Task requirements:
a – Rewrite everything in the forum thread from "## ClickCrazy (Oct" down to "(Oct 15, 2005)", substituting "exciting" for "interesting".
b – In the forum thread, which language does LaFoto say the -or ending comes from?
c – Write the next part of the forum thread, picking up after its final sentence.

Excerpt:

I'm new to this forum, but i'll will join this "challenge" and see what I can do with colo(u)r


----------



## eydryan (Oct 9, 2005)

hey, colour was here first, so color is just redneck talk 

i personally find this a weird topic and really a very hard one... i wonder also how many pics there'll be. millions, probably


----------



## thebeginning (Oct 10, 2005)

haha.  it's certainly more of a well known topic than 'juxtaposition' to most.


----------



## acluckhardt (Oct 12, 2005)

-


----------



## ClickCrazy (Oct 14, 2005)

Everything you see is in colour..so this should be very interesting and I think it may come down to the most creative use of colour .  Good luck everyone !


----------



## eydryan (Oct 15, 2005)

g-luck everyone and doesn't this month end already


----------



## LaFoto (Oct 19, 2005)

eydryan said:
			
		

> hey, colour was here first, so color is just redneck talk


 
Not so sure you are right here, linguistically, for the -or ending is the old Latin ending, and the -our ending is the French variety of the same... and something tells me that Latin was there first...

I find this such a tough topic that even "Juxtaposition" seemed easier to me... the possibilities for "Colour" (as I was taught in school only because we were taught British English) are so huge... Dang! Where to start?


----------



## Retnyap (Oct 20, 2005)

My first time on the Forum, 'Hello' everyone. Another first, entry into a Photo competition. It's all too much...


----------



## eydryan (Oct 20, 2005)

damn! you're right here


> [13th century. Via Old French < Latin_ color]_


_
_apparently you were also wrong but closer to the truth than me. and plus colour sound better!


----------



## eydryan (Oct 20, 2005)

and more from brittanica this time:


> Middle English _colour, _from Old French, from Latin _color; _akin to Latin _celare _to conceal -- more at HELL


so the american english word is actually derived from the english colour which in turn is derived from the latin color


----------



## sleepy fire town (Oct 23, 2005)

this is kind of colour


----------



## eydryan (Oct 24, 2005)

hey kid. this is not a critique gallery. i say we vote whether he should be allowed to participate at the contest, this is cheating... or well maybe ignorance but still it's not supposed to be here so i say we scrub him at least for this one. otherwise people will remember this shot from here and say uh it's that guy...


----------



## LaFoto (Oct 24, 2005)

We need not "scrub" anyone here as long as this very photo does not appear in the Challenge. I am sure it has only been shown here out of ignorance.

"SleepyFireTown", photos that have once before been shown in any of the galleries here on this board must no longer enter the Challenge, for it is supposed to be completely anonymus. And this thread in which the October theme is being discussed is no gallery, so I would kindly request you to take your photo and present it in General Gallery, for example. But keep in mind: THIS photo must no longer go into the Challenge.

Dataset content:
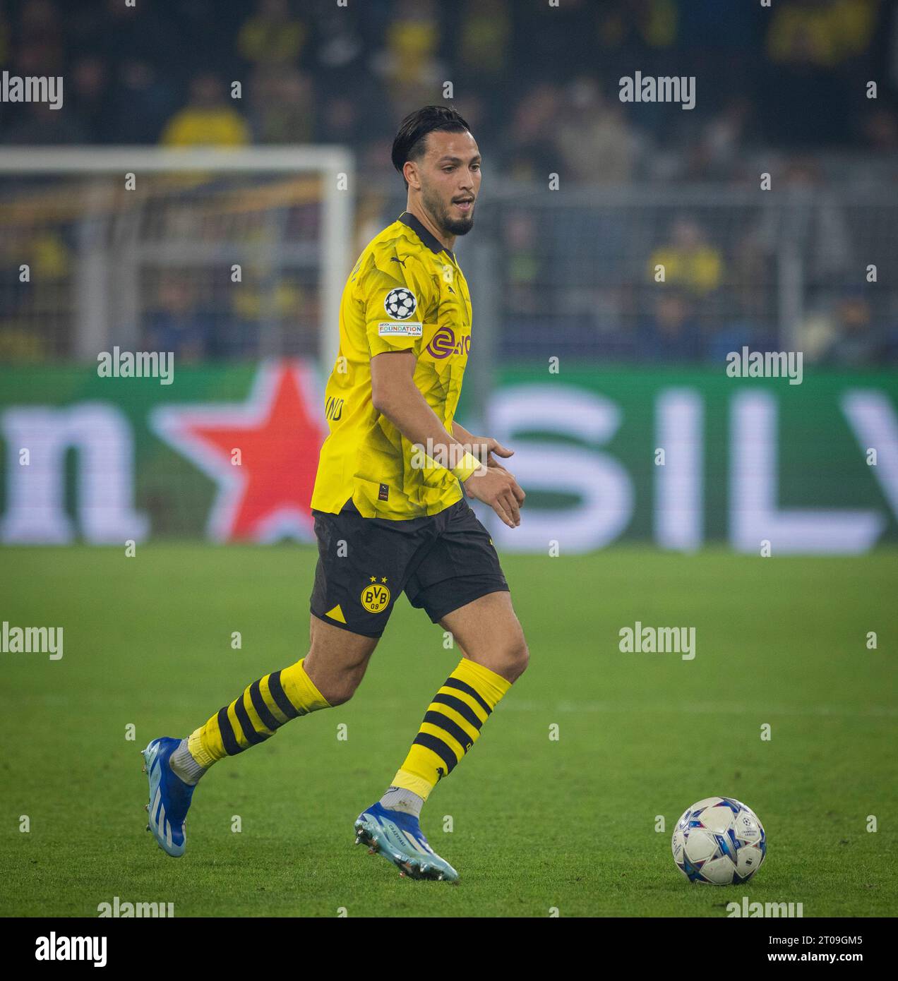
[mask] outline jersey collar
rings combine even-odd
[[[410,211],[403,211],[399,215],[399,221],[403,225],[407,225],[412,232],[421,239],[422,242],[431,250],[431,252],[436,252],[438,255],[441,252],[446,252],[452,262],[455,261],[455,253],[449,252],[449,250],[437,238],[435,235],[431,234],[427,229],[421,224],[421,222],[415,218],[415,216]]]

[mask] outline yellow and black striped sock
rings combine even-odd
[[[254,681],[238,698],[194,730],[187,740],[193,759],[209,767],[224,756],[236,756],[264,743],[298,715],[330,708],[305,673],[303,660]]]
[[[477,742],[481,726],[509,688],[511,682],[502,675],[463,657],[427,706],[393,787],[426,800],[437,781],[451,773]]]

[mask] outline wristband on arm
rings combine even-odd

Answers provided:
a –
## ClickCrazy (Oct 14, 2005)

Everything you see is in colour..so this should be very exciting and I think it may come down to the most creative use of colour .  Good luck everyone !


----------



## eydryan (Oct 15, 2005)

b – Latin; LaFoto calls it the old Latin ending.

c –
----------



## eydryan (Oct 24, 2005)

yeah well you know i'm a little extreme at times


----------



## sleepy fire town (Oct 24, 2005)

whta? i thought it said include your username?


----------



## LaFoto (Oct 24, 2005)

If you hand in a photo that is supposed to take part in the Challenge, you *e-mail* it to the address given in the very first post, SleepyFireTown. In that e-mail, you must, of course, give your username, so ONE person DOES know all the identities (or board identities) of those who take part. How else would he in the end be able to declare a winner? No one else, though, is supposed to know who handed in the photos until voting is clearly over.

And therefore no photos that have been shown before are supposed to go into the Challenge because then it would be known by whom that photo is. And that might distort the voting. Do you understand? So if you have another photo full of colour, send it to the address provided in the very first post and hope for the best .


----------



## eydryan (Oct 24, 2005)

yeah, pick another ace man 
gee i hope it's me this month


----------



## David A (Oct 26, 2005)

Only 5 more days...I can't wait! :mrgreen:


----------



## eydryan (Oct 26, 2005)

nobody can really  
well, come to think about it i can because in november it's exam season it it sucks. 
on a similar note, i think that competition on this one will be kick-ass. it's gonna be nice, very nice a close finish and then.. oh, damn it was no one


----------



## eydryan (Oct 31, 2005)

yipee, last day!


----------



## skiboarder72 (Oct 31, 2005)

submitted! good luck to everyone :mrgreen:


----------



## eydryan (Oct 31, 2005)

counting down the hours...


----------



## Uselessdreamer1 (Oct 31, 2005)

wooo. only a few more hours to go... well about 6 here.


----------



## NYY (Oct 31, 2005)

submitted mine last night
can't wait to see the others


----------



## eydryan (Oct 31, 2005)

well, we're 7 hours into the 1st of nov. let's go


----------



## eydryan (Nov 1, 2005)

oh come on it's 12 o'clock!


----------



## LaFoto (Nov 1, 2005)

With YOU, eydryan. 
Not even with ME here in Germany, only 11:30 a.m. right now!

And that does not mean that anyone is up and about and putting the entries up in the States!!! 

The world is ROUND!
Never forget.


----------



## eydryan (Nov 1, 2005)

well they could have done it last night to foresee this 

plus, you can see that at 7 am i was posting so...


----------



## LaFoto (Nov 1, 2005)

Just stay cool...............


----------



## eydryan (Nov 1, 2005)

eh sure  

i'm just curious...


----------



## thebeginning (Nov 1, 2005)

me too. i know there will be some great entries this month. i for one, was not that happy with my entry. i'm pretty curious about everyone elses.


----------



## Artemis (Nov 1, 2005)

damn...missed my time to enter lol


----------



## LittleMan (Nov 1, 2005)

thebeginning said:
			
		

> me too. i know there will be some great entries this month. i for one, was not that happy with my entry. i'm pretty curious about everyone elses.


Well, there are going to be a LOT of entries... haha 
Hopefully mine will get a few.


----------



## Marctwo (Nov 1, 2005)

Didn't you get the email?  It's been cancled this month. :meh:


----------



## eydryan (Nov 1, 2005)

you know i'd shoot them


----------



## Uselessdreamer1 (Nov 1, 2005)

i didnt get that email...


----------



## eydryan (Nov 1, 2005)

come on, you're not actually serious about this are you?


----------



## Marctwo (Nov 1, 2005)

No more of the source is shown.